ABOUT THIS EXERCISE >>
Among the lines below, tally those that hold "boot". Return the number and nothing more.

::::::::::

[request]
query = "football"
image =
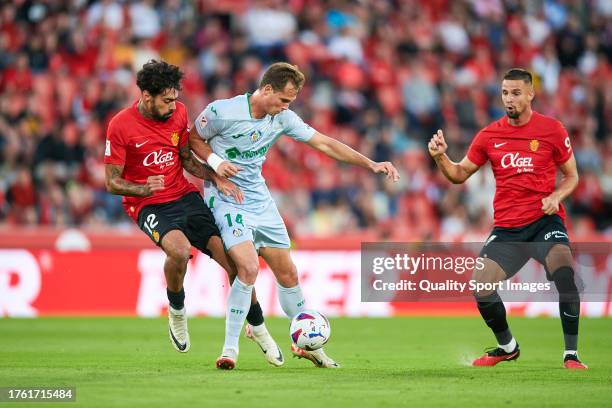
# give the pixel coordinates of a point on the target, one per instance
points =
(310, 330)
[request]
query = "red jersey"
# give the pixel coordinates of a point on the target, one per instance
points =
(147, 147)
(524, 161)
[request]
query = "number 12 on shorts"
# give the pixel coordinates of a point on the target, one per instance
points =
(237, 220)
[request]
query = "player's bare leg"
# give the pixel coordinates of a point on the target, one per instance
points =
(291, 298)
(178, 251)
(493, 312)
(255, 329)
(559, 263)
(245, 259)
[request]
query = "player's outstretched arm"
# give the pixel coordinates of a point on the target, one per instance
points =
(456, 173)
(198, 169)
(203, 150)
(550, 204)
(115, 184)
(341, 152)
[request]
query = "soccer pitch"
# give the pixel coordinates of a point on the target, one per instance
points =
(390, 362)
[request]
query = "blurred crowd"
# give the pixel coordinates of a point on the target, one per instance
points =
(382, 76)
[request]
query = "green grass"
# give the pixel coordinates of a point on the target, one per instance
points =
(412, 362)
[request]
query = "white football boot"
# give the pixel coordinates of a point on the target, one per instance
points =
(267, 344)
(177, 329)
(318, 357)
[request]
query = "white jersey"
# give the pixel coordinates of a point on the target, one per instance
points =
(237, 137)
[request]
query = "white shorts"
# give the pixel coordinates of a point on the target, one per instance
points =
(263, 226)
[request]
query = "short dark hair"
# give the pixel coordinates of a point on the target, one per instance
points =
(519, 74)
(280, 73)
(157, 76)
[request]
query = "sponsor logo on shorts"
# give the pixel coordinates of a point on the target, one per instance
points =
(555, 234)
(491, 238)
(234, 153)
(161, 158)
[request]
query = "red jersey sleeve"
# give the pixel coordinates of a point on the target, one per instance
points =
(562, 149)
(115, 145)
(477, 152)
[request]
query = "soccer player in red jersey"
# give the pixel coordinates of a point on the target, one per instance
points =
(147, 148)
(525, 149)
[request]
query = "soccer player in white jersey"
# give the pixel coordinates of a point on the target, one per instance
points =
(233, 136)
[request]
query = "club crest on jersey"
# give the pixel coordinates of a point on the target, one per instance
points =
(255, 135)
(174, 138)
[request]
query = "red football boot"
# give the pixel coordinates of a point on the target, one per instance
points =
(571, 362)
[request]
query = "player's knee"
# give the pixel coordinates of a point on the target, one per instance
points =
(247, 273)
(179, 253)
(559, 256)
(288, 277)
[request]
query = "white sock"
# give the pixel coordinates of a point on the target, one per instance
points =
(508, 347)
(259, 330)
(238, 304)
(291, 300)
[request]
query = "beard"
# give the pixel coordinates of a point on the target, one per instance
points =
(158, 116)
(513, 114)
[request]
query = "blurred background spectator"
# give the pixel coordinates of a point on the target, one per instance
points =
(382, 76)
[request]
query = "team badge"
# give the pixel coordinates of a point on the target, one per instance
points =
(174, 138)
(255, 136)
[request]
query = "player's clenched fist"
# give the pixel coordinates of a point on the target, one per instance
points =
(386, 168)
(154, 184)
(437, 145)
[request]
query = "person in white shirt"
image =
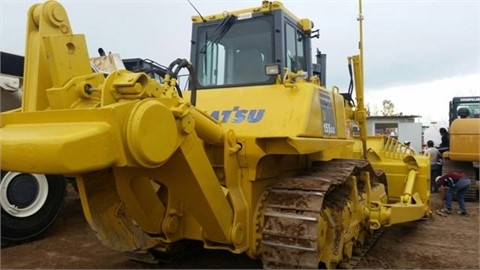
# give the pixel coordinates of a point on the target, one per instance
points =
(436, 162)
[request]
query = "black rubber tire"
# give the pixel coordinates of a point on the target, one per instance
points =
(21, 229)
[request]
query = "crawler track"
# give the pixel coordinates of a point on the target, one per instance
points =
(294, 216)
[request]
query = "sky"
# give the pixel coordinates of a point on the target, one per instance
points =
(418, 54)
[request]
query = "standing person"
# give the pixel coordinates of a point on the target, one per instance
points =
(445, 144)
(457, 183)
(435, 164)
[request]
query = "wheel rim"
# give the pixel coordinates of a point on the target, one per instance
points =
(23, 194)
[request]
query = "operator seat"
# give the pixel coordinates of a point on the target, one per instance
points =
(249, 67)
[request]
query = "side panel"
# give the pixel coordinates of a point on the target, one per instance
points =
(411, 132)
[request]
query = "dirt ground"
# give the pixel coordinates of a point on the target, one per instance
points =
(450, 242)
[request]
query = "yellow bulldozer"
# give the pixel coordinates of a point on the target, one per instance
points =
(257, 157)
(463, 152)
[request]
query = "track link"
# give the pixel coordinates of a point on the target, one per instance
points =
(292, 213)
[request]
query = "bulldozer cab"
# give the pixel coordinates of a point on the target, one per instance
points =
(464, 107)
(235, 49)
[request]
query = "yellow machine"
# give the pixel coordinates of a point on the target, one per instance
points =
(463, 154)
(258, 157)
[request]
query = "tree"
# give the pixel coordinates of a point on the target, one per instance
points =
(388, 107)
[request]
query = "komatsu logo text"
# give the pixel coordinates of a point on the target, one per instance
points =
(238, 115)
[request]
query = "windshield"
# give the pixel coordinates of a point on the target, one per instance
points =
(236, 56)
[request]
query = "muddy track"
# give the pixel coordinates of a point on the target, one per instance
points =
(294, 209)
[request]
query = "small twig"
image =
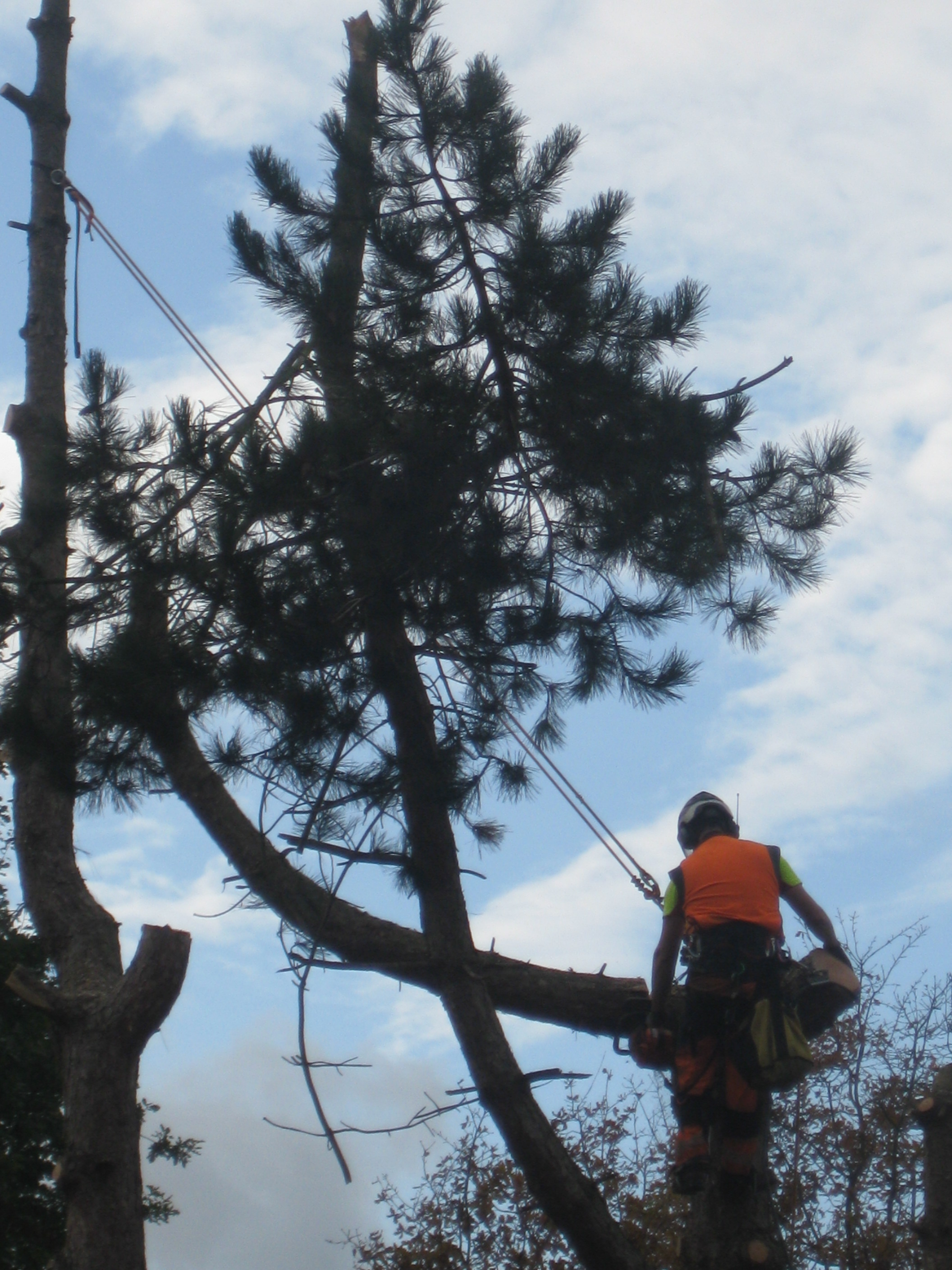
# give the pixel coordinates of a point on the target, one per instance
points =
(309, 1080)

::::::::::

FINISHED TASK >>
2